◆ Written request:
Reproduce the lines from the one holding "Where on this screen is the white surfboard?" through the one holding "529 736 742 995", inclusive, with the requests kept in. Scale every bounding-box coordinate in the answers by 2.3 and round to the nearest whole number, with halves going up, but leave the numbers in the requests, including their reference coordinates, unchanged.

Items from a labeling collection
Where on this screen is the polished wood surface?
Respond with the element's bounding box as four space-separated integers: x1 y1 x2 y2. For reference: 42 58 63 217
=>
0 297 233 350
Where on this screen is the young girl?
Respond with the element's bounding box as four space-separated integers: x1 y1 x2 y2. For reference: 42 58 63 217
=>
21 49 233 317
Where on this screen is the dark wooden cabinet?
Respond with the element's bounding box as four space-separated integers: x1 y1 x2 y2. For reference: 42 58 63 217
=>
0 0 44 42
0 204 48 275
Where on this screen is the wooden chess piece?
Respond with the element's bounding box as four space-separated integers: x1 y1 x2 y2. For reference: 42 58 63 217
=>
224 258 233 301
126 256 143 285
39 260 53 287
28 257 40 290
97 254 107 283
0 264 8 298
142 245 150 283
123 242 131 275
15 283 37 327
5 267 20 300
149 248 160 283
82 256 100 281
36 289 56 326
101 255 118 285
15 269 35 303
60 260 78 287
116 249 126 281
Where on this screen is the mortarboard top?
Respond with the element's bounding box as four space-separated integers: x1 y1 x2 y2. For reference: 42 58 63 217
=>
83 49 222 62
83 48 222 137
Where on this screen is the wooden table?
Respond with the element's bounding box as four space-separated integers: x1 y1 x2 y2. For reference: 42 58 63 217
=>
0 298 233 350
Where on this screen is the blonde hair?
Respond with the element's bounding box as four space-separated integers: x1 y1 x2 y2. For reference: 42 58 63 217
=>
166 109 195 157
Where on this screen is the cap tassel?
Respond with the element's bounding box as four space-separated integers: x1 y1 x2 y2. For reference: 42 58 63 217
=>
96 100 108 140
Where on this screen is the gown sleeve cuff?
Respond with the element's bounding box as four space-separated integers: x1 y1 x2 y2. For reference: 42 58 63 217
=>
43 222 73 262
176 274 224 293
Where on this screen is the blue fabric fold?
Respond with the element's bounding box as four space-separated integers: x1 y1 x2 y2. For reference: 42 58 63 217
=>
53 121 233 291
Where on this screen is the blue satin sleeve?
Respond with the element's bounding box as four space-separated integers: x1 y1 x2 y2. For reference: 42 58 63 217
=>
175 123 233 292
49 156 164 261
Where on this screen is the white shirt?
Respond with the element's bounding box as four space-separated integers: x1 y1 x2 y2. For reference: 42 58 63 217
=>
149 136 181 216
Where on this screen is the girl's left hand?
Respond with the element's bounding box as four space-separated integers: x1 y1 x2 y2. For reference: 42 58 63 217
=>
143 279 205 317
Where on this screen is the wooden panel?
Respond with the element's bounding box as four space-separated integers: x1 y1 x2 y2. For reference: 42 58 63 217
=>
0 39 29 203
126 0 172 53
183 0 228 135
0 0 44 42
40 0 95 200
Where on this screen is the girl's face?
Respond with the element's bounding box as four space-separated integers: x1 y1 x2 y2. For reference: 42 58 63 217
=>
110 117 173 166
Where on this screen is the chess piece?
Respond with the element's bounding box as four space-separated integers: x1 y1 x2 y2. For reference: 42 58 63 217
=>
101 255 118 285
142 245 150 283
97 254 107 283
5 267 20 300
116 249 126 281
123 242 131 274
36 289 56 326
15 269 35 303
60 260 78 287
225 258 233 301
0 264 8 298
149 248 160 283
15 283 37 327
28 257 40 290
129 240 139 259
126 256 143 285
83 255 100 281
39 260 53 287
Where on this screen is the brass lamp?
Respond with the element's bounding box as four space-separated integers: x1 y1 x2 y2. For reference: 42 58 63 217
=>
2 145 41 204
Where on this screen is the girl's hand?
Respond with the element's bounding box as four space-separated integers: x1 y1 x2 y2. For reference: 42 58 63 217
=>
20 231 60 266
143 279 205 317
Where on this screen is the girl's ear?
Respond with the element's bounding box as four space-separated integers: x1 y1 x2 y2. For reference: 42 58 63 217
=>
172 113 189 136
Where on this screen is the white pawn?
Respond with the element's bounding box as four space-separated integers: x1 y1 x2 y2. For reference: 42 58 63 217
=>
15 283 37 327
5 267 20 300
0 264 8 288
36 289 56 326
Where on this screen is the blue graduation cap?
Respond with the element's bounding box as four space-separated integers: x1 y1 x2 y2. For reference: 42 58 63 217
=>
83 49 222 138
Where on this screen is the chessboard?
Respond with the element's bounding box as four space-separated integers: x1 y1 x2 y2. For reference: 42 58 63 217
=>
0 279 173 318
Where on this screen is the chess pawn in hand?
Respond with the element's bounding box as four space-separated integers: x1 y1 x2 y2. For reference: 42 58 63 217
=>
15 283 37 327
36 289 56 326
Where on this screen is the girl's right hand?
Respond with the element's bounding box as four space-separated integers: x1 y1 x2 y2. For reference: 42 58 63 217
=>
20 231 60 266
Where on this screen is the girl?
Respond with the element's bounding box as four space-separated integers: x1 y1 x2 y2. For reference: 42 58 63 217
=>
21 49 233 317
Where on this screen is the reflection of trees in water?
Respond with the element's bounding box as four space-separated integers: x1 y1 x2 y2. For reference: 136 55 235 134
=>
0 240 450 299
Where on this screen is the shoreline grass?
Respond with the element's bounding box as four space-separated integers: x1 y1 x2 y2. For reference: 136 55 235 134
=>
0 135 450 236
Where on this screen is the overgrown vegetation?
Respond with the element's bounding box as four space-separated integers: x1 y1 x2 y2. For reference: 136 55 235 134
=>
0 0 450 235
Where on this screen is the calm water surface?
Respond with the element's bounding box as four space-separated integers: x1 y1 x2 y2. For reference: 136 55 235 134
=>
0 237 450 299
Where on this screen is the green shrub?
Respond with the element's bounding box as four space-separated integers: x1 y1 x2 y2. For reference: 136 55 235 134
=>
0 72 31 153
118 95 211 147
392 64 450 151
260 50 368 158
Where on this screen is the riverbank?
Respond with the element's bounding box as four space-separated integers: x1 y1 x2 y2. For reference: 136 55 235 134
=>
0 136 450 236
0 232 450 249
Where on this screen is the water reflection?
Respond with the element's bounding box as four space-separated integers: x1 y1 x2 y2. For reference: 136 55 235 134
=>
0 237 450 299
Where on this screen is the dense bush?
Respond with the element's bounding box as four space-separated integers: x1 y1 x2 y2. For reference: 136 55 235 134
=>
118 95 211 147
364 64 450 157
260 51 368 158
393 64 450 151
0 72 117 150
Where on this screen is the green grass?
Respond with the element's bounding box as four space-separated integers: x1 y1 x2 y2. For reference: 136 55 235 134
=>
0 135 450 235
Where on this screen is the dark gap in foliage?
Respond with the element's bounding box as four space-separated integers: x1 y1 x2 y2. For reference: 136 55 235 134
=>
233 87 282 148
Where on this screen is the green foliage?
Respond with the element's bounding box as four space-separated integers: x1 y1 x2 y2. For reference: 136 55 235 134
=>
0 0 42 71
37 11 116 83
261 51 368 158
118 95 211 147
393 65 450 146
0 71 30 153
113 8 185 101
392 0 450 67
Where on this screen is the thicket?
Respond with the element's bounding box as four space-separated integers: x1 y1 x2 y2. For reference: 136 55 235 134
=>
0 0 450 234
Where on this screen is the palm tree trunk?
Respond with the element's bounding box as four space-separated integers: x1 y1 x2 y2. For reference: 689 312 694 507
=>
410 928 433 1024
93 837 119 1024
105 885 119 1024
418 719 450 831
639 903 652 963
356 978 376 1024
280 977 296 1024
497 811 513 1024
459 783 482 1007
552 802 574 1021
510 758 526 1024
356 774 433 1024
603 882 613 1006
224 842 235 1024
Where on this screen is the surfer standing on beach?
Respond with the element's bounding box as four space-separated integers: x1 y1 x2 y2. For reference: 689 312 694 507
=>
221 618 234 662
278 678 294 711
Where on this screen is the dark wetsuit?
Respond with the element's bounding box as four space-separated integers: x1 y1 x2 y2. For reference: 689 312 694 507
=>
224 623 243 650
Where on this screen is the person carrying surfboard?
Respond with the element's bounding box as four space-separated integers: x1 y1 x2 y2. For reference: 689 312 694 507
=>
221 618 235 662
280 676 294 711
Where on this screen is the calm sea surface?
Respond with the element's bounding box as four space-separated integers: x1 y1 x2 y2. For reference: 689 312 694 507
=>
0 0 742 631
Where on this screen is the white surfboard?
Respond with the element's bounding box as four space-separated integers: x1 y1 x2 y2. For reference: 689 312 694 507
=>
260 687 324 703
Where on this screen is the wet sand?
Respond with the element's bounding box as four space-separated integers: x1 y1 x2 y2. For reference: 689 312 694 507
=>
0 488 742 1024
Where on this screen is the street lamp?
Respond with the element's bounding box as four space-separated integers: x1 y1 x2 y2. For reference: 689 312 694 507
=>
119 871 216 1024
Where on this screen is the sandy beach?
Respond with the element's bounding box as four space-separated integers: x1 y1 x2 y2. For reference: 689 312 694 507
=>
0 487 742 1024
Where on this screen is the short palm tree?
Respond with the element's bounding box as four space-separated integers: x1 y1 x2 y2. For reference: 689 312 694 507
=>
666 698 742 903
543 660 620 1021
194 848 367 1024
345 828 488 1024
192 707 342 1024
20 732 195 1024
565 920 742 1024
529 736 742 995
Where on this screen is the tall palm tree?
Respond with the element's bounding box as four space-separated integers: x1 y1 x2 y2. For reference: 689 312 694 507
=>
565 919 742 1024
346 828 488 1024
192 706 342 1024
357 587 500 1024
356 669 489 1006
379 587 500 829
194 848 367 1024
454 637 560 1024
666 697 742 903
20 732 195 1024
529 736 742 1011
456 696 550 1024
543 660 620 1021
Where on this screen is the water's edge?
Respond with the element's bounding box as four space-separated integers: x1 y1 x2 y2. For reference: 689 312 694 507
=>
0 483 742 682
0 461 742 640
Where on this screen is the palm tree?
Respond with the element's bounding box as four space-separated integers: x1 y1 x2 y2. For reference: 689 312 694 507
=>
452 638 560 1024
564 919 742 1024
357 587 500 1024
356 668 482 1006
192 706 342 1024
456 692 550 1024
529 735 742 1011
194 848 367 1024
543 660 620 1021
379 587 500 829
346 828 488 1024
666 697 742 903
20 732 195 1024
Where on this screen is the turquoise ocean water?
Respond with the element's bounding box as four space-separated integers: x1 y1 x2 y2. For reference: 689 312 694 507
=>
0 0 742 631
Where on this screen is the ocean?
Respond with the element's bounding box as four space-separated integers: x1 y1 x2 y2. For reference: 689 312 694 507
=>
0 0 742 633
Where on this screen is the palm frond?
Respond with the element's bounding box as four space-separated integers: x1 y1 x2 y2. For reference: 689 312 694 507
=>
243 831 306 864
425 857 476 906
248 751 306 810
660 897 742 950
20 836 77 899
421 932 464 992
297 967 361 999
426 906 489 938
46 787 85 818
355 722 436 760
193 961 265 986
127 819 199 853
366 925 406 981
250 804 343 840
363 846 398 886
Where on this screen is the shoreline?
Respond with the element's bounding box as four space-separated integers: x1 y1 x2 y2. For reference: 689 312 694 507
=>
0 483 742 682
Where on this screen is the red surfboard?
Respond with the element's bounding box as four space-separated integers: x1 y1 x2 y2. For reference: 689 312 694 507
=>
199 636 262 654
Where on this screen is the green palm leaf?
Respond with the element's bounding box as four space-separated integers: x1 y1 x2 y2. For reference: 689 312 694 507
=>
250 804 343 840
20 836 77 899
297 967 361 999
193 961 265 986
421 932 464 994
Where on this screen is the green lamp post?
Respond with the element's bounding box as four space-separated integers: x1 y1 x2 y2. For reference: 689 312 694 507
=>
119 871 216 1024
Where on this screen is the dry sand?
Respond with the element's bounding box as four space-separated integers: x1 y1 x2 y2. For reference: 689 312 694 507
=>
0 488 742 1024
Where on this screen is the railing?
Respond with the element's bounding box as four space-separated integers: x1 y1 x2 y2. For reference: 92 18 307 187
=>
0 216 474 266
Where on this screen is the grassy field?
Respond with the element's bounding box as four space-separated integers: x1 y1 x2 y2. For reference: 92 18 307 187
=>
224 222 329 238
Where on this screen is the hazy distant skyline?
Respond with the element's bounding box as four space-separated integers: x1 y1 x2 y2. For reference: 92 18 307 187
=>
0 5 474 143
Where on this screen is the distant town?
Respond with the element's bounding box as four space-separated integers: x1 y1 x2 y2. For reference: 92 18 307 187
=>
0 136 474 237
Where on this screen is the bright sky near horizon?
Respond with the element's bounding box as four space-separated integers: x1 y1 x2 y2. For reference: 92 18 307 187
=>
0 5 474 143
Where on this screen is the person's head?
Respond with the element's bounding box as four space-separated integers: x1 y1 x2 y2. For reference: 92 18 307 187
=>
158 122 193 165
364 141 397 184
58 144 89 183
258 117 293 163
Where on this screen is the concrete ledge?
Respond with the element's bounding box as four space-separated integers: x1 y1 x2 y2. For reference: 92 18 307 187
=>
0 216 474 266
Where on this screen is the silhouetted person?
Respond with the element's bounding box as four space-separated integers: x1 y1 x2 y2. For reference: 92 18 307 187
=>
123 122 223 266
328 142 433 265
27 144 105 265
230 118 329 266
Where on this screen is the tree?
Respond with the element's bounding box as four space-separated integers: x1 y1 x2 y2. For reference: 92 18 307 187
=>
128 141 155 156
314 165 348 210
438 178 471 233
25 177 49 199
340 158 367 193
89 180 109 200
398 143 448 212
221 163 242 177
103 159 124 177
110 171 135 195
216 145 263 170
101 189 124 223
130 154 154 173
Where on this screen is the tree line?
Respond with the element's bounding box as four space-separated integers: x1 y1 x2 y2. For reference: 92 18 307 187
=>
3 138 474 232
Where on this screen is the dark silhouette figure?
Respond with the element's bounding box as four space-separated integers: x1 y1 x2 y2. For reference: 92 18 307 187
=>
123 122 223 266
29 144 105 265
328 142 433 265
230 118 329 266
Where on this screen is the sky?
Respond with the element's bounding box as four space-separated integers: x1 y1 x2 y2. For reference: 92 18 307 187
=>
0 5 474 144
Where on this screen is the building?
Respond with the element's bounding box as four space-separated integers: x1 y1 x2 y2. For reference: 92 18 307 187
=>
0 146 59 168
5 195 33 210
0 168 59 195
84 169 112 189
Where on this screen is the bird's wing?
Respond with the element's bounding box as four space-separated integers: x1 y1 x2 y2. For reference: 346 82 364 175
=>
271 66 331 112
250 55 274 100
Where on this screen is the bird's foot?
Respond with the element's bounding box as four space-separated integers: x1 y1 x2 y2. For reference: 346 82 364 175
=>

◆ Reply:
Where on this screen is the white surfboard?
Respond with the element's bounding box as four space-separated integers: x1 y1 x2 y2. For reference: 689 312 694 507
=>
598 1580 745 1617
Where on this screen is the wet sand?
Respond with the element's bounding box as four space-separated integers: x1 y1 x2 y2. For reference: 689 312 694 507
=>
0 1122 1707 2355
Where on this screen is the street lamp?
Respond with the element's bounding box as four space-separated integers: x1 y1 x2 y2. For reference: 689 312 694 507
=>
274 2003 497 2355
Where on this screen is the sandy beach?
Respond with the element's bounding box as four space-separated integers: x1 y1 x2 y2. For reference: 689 312 694 507
=>
0 1120 1707 2355
Where on this screen is the short palm tree?
Respond with the element's bounding box as four space-separated integers: x1 y1 x2 y2. For reference: 689 312 694 507
=>
1532 1605 1707 2077
1249 1518 1426 2348
446 1950 844 2355
794 1904 1122 2355
442 1626 787 2355
46 1684 449 2355
1300 2116 1707 2355
1217 1693 1707 2289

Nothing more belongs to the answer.